━━━━━ Passage

While Medicare is much better at responding to the issue of liens than it used to be, the length of time that it takes to get a final lien demand letter from Medicare puts plaintiffs, defendants and courts in a bad position, Le Gower said.
Courts want to get cases off their dockets, defendants prefer not to have their cases out there, and plaintiffs are reluctant to dismiss their cases even though they have received promises to pay, because sometimes there are still probate issues to deal with, Le Gower said.
Plaintiffs can get preliminary estimates from Medicare for how much the liens might be asserted, but defendants are not willing to cut checks to plaintiffs until Medicare has provided final demand letters, Le Gower said.
There is so much back-and-forth between mass tort plaintiffs and the Centers for Medicare & Medicaid Services that plaintiffs lawyers on their own, or plaintiffs and defendants together, regularly retain lien administrators to do negotiations with the government.
Matt Garretson, an attorney and founding partner of claim administrator and lien administrator Garretson Resolution Group, which has worked in the Avandia litigation, the World Trade Center first-responder litigation and the BP oil spill litigation, said that when defendants became responsible parties for liens, the resolution of the liens became a "condition precedent" before plaintiffs can get paid.
Orran Brown, a principal with BrownGreer, a Richmond, Va., law firm that specializes in mass claims resolution and claims administration, said liens also can be asserted for child support, private heath insurance companies, litigation lending companies like the one McCoy borrowed from, and unpaid legal fees, Brown said.
"Anything that you can imagine that creates a credit obligation comes up when there's a pot of money to be had," Brown said.
"It gums up things for a long time ... it does delay payments to claimants if you're waiting on the government to tell you" how much liens are, Brown said.
Payment also can be gummed up if there are any questions about who is the right person to receive payments for the settlement, or about who is the authorized representative on behalf of a minor or a decedent, Brown said.
A big change regarding liens is that some law firms are no longer waiting until they have settlements inked with defendants on behalf of their clients to start the lien research process, Garretson said, so that by the time the settlement finish line is approaching it will just be a matter of paperwork to get the liens resolved in 120 days after settlements are struck.

━━━━━━━━━━
━━━━━ Excerpted data

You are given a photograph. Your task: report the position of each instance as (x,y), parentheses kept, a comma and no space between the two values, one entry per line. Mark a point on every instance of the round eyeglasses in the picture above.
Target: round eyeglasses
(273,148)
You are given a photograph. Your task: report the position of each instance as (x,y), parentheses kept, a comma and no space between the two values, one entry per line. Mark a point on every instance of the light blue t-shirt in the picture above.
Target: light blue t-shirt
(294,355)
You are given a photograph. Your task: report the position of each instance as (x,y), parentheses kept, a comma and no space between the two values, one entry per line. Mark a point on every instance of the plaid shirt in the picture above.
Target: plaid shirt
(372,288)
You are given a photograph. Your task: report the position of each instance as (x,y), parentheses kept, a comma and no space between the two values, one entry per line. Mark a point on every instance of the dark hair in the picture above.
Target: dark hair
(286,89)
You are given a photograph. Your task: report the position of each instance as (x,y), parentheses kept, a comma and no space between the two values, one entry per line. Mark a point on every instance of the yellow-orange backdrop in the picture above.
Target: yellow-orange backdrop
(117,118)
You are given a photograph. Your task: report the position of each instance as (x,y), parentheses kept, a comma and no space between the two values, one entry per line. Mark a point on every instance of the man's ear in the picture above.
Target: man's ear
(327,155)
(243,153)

━━━━━━━━━━

§ What you need to do
A. In the liens article, within how many days after settlements are struck do some law firms aim to have liens resolved by starting lien research early?
B. Please reproduce the liens article word for word, from "While Medicare is" to "with, Le Gower said.".

§ Responses by task
A. 120 days

B.
While Medicare is much better at responding to the issue of liens than it used to be, the length of time that it takes to get a final lien demand letter from Medicare puts plaintiffs, defendants and courts in a bad position, Le Gower said.
Courts want to get cases off their dockets, defendants prefer not to have their cases out there, and plaintiffs are reluctant to dismiss their cases even though they have received promises to pay, because sometimes there are still probate issues to deal with, Le Gower said.